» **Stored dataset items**

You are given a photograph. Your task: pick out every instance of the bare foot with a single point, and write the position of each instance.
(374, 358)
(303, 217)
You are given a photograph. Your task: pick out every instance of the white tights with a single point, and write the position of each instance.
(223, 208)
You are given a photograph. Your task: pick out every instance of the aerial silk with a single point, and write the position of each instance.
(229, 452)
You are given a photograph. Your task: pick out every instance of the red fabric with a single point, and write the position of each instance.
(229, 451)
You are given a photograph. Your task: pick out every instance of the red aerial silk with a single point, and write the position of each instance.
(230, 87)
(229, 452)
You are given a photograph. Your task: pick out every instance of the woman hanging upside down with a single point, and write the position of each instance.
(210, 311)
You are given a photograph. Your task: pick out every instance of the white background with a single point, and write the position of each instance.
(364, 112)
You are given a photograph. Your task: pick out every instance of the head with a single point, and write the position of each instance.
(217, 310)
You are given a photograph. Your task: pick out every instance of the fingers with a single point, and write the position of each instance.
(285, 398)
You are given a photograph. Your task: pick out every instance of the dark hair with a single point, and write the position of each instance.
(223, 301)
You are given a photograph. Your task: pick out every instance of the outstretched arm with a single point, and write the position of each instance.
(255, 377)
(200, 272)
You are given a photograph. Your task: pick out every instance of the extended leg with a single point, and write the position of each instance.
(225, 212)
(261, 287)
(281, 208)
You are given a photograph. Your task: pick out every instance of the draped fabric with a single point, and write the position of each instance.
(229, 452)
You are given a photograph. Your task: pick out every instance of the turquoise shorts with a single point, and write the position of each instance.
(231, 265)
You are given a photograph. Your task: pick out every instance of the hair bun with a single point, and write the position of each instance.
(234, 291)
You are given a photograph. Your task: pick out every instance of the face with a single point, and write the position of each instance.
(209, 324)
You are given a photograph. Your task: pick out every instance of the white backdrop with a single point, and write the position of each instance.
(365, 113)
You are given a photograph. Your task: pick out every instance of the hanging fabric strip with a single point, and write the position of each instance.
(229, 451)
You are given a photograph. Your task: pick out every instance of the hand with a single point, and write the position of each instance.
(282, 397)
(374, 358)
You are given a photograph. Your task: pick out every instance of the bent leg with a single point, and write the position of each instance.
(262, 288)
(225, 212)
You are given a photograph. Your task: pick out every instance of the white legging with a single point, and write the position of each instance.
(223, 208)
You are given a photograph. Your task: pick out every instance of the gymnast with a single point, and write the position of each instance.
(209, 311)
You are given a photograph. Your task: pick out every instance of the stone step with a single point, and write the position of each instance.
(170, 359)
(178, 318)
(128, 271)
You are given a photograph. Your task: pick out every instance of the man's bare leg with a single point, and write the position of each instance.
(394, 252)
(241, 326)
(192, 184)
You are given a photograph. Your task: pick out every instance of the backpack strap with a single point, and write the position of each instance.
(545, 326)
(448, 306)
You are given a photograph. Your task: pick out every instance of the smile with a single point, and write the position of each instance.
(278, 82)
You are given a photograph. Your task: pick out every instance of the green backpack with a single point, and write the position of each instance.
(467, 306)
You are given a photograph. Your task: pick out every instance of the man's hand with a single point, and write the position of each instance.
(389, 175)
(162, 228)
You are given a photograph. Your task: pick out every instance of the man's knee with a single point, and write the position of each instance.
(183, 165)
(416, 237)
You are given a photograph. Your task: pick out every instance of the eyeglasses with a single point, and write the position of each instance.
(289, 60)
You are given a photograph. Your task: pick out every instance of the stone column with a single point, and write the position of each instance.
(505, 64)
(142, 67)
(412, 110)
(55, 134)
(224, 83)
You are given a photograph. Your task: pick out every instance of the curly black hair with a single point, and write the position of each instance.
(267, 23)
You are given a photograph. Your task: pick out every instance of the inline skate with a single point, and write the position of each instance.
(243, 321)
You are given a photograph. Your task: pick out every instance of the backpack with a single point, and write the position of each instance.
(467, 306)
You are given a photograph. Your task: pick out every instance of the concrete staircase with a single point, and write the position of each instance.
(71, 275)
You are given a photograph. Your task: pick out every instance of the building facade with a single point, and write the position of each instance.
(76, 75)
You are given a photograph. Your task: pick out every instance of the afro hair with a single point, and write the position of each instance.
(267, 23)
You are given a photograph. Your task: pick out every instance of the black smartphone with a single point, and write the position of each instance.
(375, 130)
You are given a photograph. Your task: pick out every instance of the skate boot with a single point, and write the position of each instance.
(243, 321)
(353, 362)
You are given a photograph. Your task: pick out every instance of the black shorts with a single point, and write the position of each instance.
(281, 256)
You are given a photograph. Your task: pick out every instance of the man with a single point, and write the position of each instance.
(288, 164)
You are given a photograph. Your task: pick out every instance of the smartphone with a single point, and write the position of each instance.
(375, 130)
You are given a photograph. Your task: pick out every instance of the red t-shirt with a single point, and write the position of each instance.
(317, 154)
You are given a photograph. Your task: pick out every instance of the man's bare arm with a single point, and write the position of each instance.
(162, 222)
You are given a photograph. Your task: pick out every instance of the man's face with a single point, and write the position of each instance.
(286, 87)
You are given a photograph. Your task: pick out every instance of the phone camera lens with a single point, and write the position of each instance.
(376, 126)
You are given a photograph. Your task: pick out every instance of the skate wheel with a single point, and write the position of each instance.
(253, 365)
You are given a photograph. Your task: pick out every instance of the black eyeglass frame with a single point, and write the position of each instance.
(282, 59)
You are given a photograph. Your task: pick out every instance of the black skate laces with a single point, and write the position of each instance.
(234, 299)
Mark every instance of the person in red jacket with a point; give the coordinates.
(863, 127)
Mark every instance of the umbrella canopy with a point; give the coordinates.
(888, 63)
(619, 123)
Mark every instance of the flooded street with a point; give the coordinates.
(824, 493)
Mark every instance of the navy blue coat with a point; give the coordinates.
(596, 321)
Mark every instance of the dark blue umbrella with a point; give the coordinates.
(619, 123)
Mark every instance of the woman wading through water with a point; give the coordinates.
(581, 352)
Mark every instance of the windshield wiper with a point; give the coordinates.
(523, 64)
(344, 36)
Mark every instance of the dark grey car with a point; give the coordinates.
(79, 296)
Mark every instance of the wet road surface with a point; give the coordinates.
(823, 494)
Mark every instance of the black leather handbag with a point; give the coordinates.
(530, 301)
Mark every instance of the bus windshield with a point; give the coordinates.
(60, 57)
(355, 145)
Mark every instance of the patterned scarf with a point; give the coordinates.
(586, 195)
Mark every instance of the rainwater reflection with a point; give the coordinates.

» **STATED GOAL**
Quote, without any change, each line from the one that contains "the black skate" through the end of the material.

» **REPLY**
You are given a photograph. Your task: pick out every instance of the black skate laces with a single point, and write the position of each instance.
(234, 299)
Mark every instance of the person in red jacket with a point; give the coordinates.
(863, 127)
Mark every instance of the umbrella canopy with a point; give the coordinates.
(888, 63)
(619, 123)
Mark every instance of the flooded street with a point; give the coordinates.
(824, 493)
Mark every instance of the navy blue coat with a point; give the coordinates.
(596, 321)
Mark every instance of the dark blue umbrella with a point; give the coordinates.
(619, 123)
Mark every instance of the woman wading through water with a point; give the coordinates.
(581, 352)
Mark every instance of the windshield wiper with a point; give the coordinates.
(523, 64)
(344, 36)
Mark every instance of the dark grey car with a point; give the coordinates.
(79, 296)
Mark every instance of the wet road surface with a point; give the coordinates.
(823, 494)
Mark every instance of the black leather handbag with a point; give the coordinates.
(530, 301)
Mark every instance of the bus windshield with a point; give the coordinates.
(60, 57)
(355, 145)
Mark every instance of the patterned scarf with a point; give the coordinates.
(586, 195)
Mark every instance of the rainwater reflection with a point; give the coordinates.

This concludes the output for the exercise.